### Task requirements
What you give back should be exactly the lines from the one with "find capybara's brown" through the end of the data, without the pictures.

=== Section Start ===

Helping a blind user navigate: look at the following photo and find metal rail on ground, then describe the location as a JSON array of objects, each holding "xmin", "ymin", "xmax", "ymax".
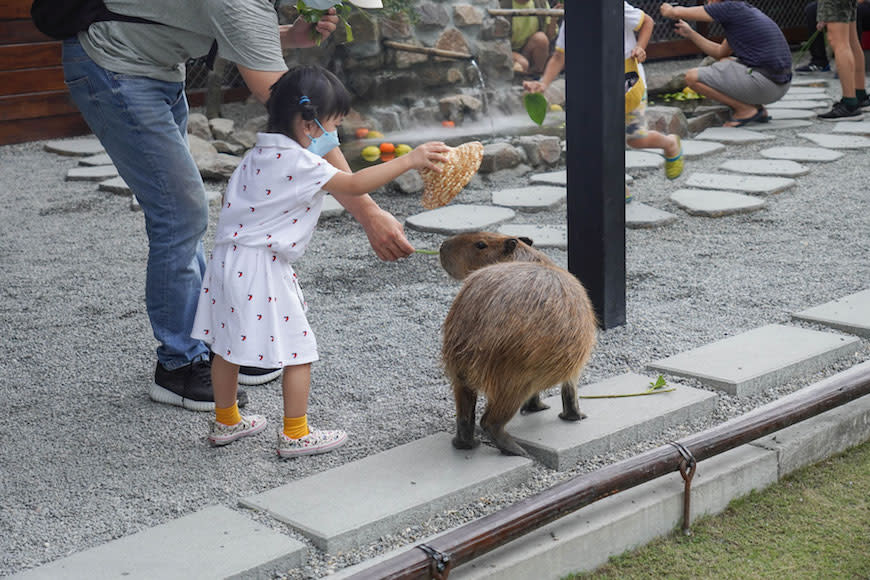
[{"xmin": 345, "ymin": 363, "xmax": 870, "ymax": 579}]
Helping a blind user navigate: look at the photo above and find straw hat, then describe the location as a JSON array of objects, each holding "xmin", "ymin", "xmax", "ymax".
[{"xmin": 420, "ymin": 141, "xmax": 484, "ymax": 209}]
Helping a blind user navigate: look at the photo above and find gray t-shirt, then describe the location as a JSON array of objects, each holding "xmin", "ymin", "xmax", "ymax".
[{"xmin": 78, "ymin": 0, "xmax": 287, "ymax": 82}]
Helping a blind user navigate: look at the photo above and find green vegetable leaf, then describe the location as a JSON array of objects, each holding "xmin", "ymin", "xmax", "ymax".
[
  {"xmin": 649, "ymin": 375, "xmax": 668, "ymax": 390},
  {"xmin": 524, "ymin": 92, "xmax": 548, "ymax": 126}
]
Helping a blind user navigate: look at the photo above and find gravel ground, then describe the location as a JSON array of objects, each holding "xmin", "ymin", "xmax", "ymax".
[{"xmin": 1, "ymin": 61, "xmax": 868, "ymax": 578}]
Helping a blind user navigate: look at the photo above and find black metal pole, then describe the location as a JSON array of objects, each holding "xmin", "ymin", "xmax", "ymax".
[{"xmin": 565, "ymin": 0, "xmax": 626, "ymax": 329}]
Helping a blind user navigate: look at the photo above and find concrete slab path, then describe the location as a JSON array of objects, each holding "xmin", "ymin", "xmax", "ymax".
[{"xmin": 792, "ymin": 289, "xmax": 870, "ymax": 338}]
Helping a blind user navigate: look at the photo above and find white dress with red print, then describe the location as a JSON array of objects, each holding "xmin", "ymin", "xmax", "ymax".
[{"xmin": 192, "ymin": 132, "xmax": 339, "ymax": 368}]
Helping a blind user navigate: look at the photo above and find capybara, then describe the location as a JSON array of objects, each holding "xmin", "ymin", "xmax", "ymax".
[
  {"xmin": 439, "ymin": 231, "xmax": 554, "ymax": 281},
  {"xmin": 441, "ymin": 259, "xmax": 598, "ymax": 457}
]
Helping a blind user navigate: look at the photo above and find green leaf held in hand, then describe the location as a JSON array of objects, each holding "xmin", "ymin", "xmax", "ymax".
[{"xmin": 524, "ymin": 92, "xmax": 548, "ymax": 126}]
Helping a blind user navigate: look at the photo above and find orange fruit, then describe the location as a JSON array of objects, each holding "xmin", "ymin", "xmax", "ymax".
[
  {"xmin": 355, "ymin": 128, "xmax": 369, "ymax": 139},
  {"xmin": 379, "ymin": 142, "xmax": 395, "ymax": 154},
  {"xmin": 380, "ymin": 152, "xmax": 396, "ymax": 162},
  {"xmin": 441, "ymin": 120, "xmax": 455, "ymax": 128}
]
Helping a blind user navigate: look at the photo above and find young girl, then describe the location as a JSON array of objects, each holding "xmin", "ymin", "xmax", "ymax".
[{"xmin": 192, "ymin": 65, "xmax": 449, "ymax": 457}]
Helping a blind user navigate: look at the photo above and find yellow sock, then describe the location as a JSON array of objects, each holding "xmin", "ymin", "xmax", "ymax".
[
  {"xmin": 215, "ymin": 403, "xmax": 241, "ymax": 426},
  {"xmin": 283, "ymin": 415, "xmax": 309, "ymax": 439}
]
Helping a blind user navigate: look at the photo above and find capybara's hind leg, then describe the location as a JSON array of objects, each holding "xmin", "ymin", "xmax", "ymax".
[
  {"xmin": 452, "ymin": 381, "xmax": 479, "ymax": 450},
  {"xmin": 559, "ymin": 381, "xmax": 586, "ymax": 422},
  {"xmin": 520, "ymin": 393, "xmax": 550, "ymax": 414},
  {"xmin": 481, "ymin": 400, "xmax": 528, "ymax": 457}
]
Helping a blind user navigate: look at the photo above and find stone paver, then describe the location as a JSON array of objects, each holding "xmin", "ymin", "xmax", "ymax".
[
  {"xmin": 78, "ymin": 153, "xmax": 114, "ymax": 166},
  {"xmin": 748, "ymin": 119, "xmax": 813, "ymax": 131},
  {"xmin": 641, "ymin": 140, "xmax": 726, "ymax": 160},
  {"xmin": 625, "ymin": 202, "xmax": 678, "ymax": 229},
  {"xmin": 44, "ymin": 137, "xmax": 105, "ymax": 157},
  {"xmin": 798, "ymin": 132, "xmax": 870, "ymax": 149},
  {"xmin": 788, "ymin": 77, "xmax": 830, "ymax": 87},
  {"xmin": 625, "ymin": 173, "xmax": 633, "ymax": 185},
  {"xmin": 505, "ymin": 373, "xmax": 717, "ymax": 470},
  {"xmin": 685, "ymin": 172, "xmax": 795, "ymax": 195},
  {"xmin": 779, "ymin": 91, "xmax": 829, "ymax": 100},
  {"xmin": 66, "ymin": 165, "xmax": 119, "ymax": 182},
  {"xmin": 529, "ymin": 169, "xmax": 566, "ymax": 186},
  {"xmin": 764, "ymin": 108, "xmax": 817, "ymax": 120},
  {"xmin": 98, "ymin": 176, "xmax": 131, "ymax": 195},
  {"xmin": 792, "ymin": 289, "xmax": 870, "ymax": 338},
  {"xmin": 239, "ymin": 433, "xmax": 533, "ymax": 553},
  {"xmin": 11, "ymin": 506, "xmax": 305, "ymax": 579},
  {"xmin": 492, "ymin": 185, "xmax": 566, "ymax": 212},
  {"xmin": 625, "ymin": 150, "xmax": 663, "ymax": 170},
  {"xmin": 764, "ymin": 100, "xmax": 828, "ymax": 110},
  {"xmin": 321, "ymin": 194, "xmax": 346, "ymax": 218},
  {"xmin": 497, "ymin": 224, "xmax": 566, "ymax": 249},
  {"xmin": 692, "ymin": 127, "xmax": 776, "ymax": 143},
  {"xmin": 646, "ymin": 324, "xmax": 861, "ymax": 396},
  {"xmin": 405, "ymin": 204, "xmax": 516, "ymax": 234},
  {"xmin": 759, "ymin": 146, "xmax": 843, "ymax": 162},
  {"xmin": 719, "ymin": 159, "xmax": 809, "ymax": 177},
  {"xmin": 670, "ymin": 188, "xmax": 766, "ymax": 217},
  {"xmin": 831, "ymin": 121, "xmax": 870, "ymax": 135}
]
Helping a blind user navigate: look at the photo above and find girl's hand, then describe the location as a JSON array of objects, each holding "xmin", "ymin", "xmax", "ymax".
[
  {"xmin": 408, "ymin": 142, "xmax": 451, "ymax": 172},
  {"xmin": 673, "ymin": 19, "xmax": 693, "ymax": 38},
  {"xmin": 630, "ymin": 45, "xmax": 646, "ymax": 63}
]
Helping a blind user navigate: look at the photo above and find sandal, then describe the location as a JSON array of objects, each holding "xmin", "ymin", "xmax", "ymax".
[{"xmin": 724, "ymin": 107, "xmax": 768, "ymax": 128}]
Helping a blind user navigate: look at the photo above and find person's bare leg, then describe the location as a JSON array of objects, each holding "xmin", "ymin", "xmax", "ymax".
[
  {"xmin": 282, "ymin": 363, "xmax": 311, "ymax": 419},
  {"xmin": 212, "ymin": 354, "xmax": 240, "ymax": 410},
  {"xmin": 847, "ymin": 24, "xmax": 866, "ymax": 93},
  {"xmin": 626, "ymin": 131, "xmax": 680, "ymax": 158},
  {"xmin": 512, "ymin": 51, "xmax": 529, "ymax": 73},
  {"xmin": 685, "ymin": 68, "xmax": 758, "ymax": 124},
  {"xmin": 827, "ymin": 22, "xmax": 857, "ymax": 97},
  {"xmin": 522, "ymin": 31, "xmax": 551, "ymax": 74}
]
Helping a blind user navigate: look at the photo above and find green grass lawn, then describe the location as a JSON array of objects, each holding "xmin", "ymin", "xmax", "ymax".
[{"xmin": 569, "ymin": 440, "xmax": 870, "ymax": 580}]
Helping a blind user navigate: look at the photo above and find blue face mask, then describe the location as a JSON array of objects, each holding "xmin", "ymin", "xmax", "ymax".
[{"xmin": 306, "ymin": 118, "xmax": 340, "ymax": 157}]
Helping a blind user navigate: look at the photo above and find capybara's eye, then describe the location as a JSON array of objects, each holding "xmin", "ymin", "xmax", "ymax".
[{"xmin": 475, "ymin": 241, "xmax": 487, "ymax": 250}]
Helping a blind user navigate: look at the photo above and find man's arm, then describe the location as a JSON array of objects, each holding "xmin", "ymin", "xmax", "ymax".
[
  {"xmin": 661, "ymin": 4, "xmax": 730, "ymax": 60},
  {"xmin": 660, "ymin": 3, "xmax": 713, "ymax": 23}
]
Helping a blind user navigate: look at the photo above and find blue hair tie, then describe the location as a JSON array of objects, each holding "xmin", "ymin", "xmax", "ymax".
[{"xmin": 299, "ymin": 96, "xmax": 311, "ymax": 104}]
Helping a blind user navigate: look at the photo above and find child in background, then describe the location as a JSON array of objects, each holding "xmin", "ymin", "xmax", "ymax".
[
  {"xmin": 192, "ymin": 65, "xmax": 449, "ymax": 457},
  {"xmin": 624, "ymin": 1, "xmax": 683, "ymax": 203}
]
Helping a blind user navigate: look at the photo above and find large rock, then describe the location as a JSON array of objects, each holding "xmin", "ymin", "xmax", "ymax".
[
  {"xmin": 439, "ymin": 94, "xmax": 483, "ymax": 123},
  {"xmin": 417, "ymin": 2, "xmax": 450, "ymax": 28},
  {"xmin": 208, "ymin": 117, "xmax": 235, "ymax": 141},
  {"xmin": 187, "ymin": 113, "xmax": 212, "ymax": 140},
  {"xmin": 187, "ymin": 133, "xmax": 218, "ymax": 164},
  {"xmin": 198, "ymin": 153, "xmax": 242, "ymax": 180},
  {"xmin": 479, "ymin": 142, "xmax": 524, "ymax": 173},
  {"xmin": 645, "ymin": 106, "xmax": 689, "ymax": 138},
  {"xmin": 391, "ymin": 41, "xmax": 429, "ymax": 68},
  {"xmin": 380, "ymin": 13, "xmax": 411, "ymax": 39},
  {"xmin": 476, "ymin": 40, "xmax": 513, "ymax": 82},
  {"xmin": 517, "ymin": 135, "xmax": 562, "ymax": 166},
  {"xmin": 453, "ymin": 4, "xmax": 483, "ymax": 27},
  {"xmin": 480, "ymin": 16, "xmax": 511, "ymax": 40},
  {"xmin": 435, "ymin": 28, "xmax": 471, "ymax": 58},
  {"xmin": 393, "ymin": 170, "xmax": 424, "ymax": 194}
]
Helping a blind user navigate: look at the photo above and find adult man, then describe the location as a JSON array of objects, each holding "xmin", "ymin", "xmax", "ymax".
[
  {"xmin": 62, "ymin": 0, "xmax": 406, "ymax": 412},
  {"xmin": 660, "ymin": 0, "xmax": 792, "ymax": 127},
  {"xmin": 816, "ymin": 0, "xmax": 868, "ymax": 119}
]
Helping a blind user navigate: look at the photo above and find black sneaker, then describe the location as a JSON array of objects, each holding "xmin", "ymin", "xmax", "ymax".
[
  {"xmin": 795, "ymin": 62, "xmax": 830, "ymax": 74},
  {"xmin": 207, "ymin": 351, "xmax": 282, "ymax": 385},
  {"xmin": 150, "ymin": 360, "xmax": 248, "ymax": 412},
  {"xmin": 859, "ymin": 95, "xmax": 870, "ymax": 111},
  {"xmin": 818, "ymin": 99, "xmax": 863, "ymax": 121}
]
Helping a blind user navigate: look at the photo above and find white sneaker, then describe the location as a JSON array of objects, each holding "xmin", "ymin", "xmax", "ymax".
[
  {"xmin": 208, "ymin": 414, "xmax": 268, "ymax": 446},
  {"xmin": 277, "ymin": 428, "xmax": 347, "ymax": 458}
]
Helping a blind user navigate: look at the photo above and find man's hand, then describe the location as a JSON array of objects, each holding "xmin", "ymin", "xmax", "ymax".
[
  {"xmin": 673, "ymin": 19, "xmax": 694, "ymax": 38},
  {"xmin": 660, "ymin": 2, "xmax": 676, "ymax": 19}
]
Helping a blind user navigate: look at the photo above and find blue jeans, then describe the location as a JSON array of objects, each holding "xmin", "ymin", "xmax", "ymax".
[{"xmin": 63, "ymin": 38, "xmax": 209, "ymax": 370}]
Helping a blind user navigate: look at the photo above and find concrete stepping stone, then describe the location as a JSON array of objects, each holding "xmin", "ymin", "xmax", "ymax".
[
  {"xmin": 405, "ymin": 204, "xmax": 515, "ymax": 234},
  {"xmin": 764, "ymin": 108, "xmax": 816, "ymax": 120},
  {"xmin": 831, "ymin": 120, "xmax": 870, "ymax": 135},
  {"xmin": 625, "ymin": 202, "xmax": 678, "ymax": 229},
  {"xmin": 321, "ymin": 194, "xmax": 346, "ymax": 218},
  {"xmin": 670, "ymin": 189, "xmax": 766, "ymax": 217},
  {"xmin": 646, "ymin": 324, "xmax": 861, "ymax": 396},
  {"xmin": 764, "ymin": 100, "xmax": 828, "ymax": 109},
  {"xmin": 505, "ymin": 373, "xmax": 717, "ymax": 470},
  {"xmin": 78, "ymin": 153, "xmax": 113, "ymax": 166},
  {"xmin": 719, "ymin": 159, "xmax": 809, "ymax": 177},
  {"xmin": 98, "ymin": 176, "xmax": 131, "ymax": 195},
  {"xmin": 748, "ymin": 119, "xmax": 813, "ymax": 131},
  {"xmin": 625, "ymin": 173, "xmax": 633, "ymax": 185},
  {"xmin": 492, "ymin": 185, "xmax": 566, "ymax": 212},
  {"xmin": 798, "ymin": 132, "xmax": 870, "ymax": 149},
  {"xmin": 44, "ymin": 137, "xmax": 104, "ymax": 157},
  {"xmin": 529, "ymin": 169, "xmax": 566, "ymax": 186},
  {"xmin": 625, "ymin": 150, "xmax": 663, "ymax": 170},
  {"xmin": 239, "ymin": 433, "xmax": 532, "ymax": 553},
  {"xmin": 11, "ymin": 505, "xmax": 305, "ymax": 579},
  {"xmin": 784, "ymin": 86, "xmax": 831, "ymax": 95},
  {"xmin": 792, "ymin": 289, "xmax": 870, "ymax": 338},
  {"xmin": 759, "ymin": 146, "xmax": 843, "ymax": 162},
  {"xmin": 692, "ymin": 127, "xmax": 775, "ymax": 143},
  {"xmin": 779, "ymin": 92, "xmax": 829, "ymax": 101},
  {"xmin": 66, "ymin": 165, "xmax": 119, "ymax": 182},
  {"xmin": 685, "ymin": 172, "xmax": 795, "ymax": 195},
  {"xmin": 497, "ymin": 224, "xmax": 566, "ymax": 249},
  {"xmin": 788, "ymin": 77, "xmax": 830, "ymax": 87},
  {"xmin": 643, "ymin": 139, "xmax": 726, "ymax": 159}
]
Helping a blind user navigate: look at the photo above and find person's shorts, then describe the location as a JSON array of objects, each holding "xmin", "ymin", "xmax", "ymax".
[
  {"xmin": 696, "ymin": 58, "xmax": 790, "ymax": 106},
  {"xmin": 817, "ymin": 0, "xmax": 857, "ymax": 23},
  {"xmin": 625, "ymin": 92, "xmax": 648, "ymax": 140}
]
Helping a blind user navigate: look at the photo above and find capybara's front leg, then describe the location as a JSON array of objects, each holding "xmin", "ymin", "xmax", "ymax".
[
  {"xmin": 520, "ymin": 392, "xmax": 550, "ymax": 414},
  {"xmin": 481, "ymin": 401, "xmax": 529, "ymax": 457},
  {"xmin": 558, "ymin": 381, "xmax": 586, "ymax": 422},
  {"xmin": 452, "ymin": 381, "xmax": 479, "ymax": 450}
]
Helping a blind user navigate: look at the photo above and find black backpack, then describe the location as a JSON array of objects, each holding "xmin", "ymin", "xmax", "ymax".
[{"xmin": 31, "ymin": 0, "xmax": 161, "ymax": 40}]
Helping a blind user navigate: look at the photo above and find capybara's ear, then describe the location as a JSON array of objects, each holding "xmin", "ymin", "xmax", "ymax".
[
  {"xmin": 504, "ymin": 238, "xmax": 518, "ymax": 254},
  {"xmin": 519, "ymin": 236, "xmax": 534, "ymax": 247}
]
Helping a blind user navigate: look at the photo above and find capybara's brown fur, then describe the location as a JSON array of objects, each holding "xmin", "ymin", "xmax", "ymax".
[
  {"xmin": 439, "ymin": 231, "xmax": 554, "ymax": 281},
  {"xmin": 442, "ymin": 260, "xmax": 598, "ymax": 456}
]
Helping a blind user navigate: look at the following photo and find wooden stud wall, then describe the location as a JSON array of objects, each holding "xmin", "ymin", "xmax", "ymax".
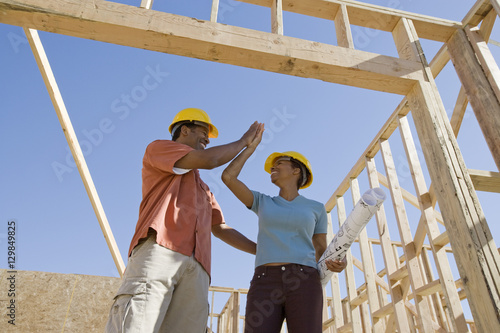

=== Section End ===

### Result of the exercise
Helping a blind user navigate: look at the photo above and find capybara's brown fur, then describe the location as a JSON array of objects, each holding "xmin", "ymin", "xmax", "ymax".
[
  {"xmin": 439, "ymin": 231, "xmax": 554, "ymax": 281},
  {"xmin": 442, "ymin": 260, "xmax": 598, "ymax": 456}
]
Helping a blind user navigate: look at the following photo and find wooden stud wall, then describe the location as a JSON array of objects, each holding "xmin", "ymin", "xmax", "ymax".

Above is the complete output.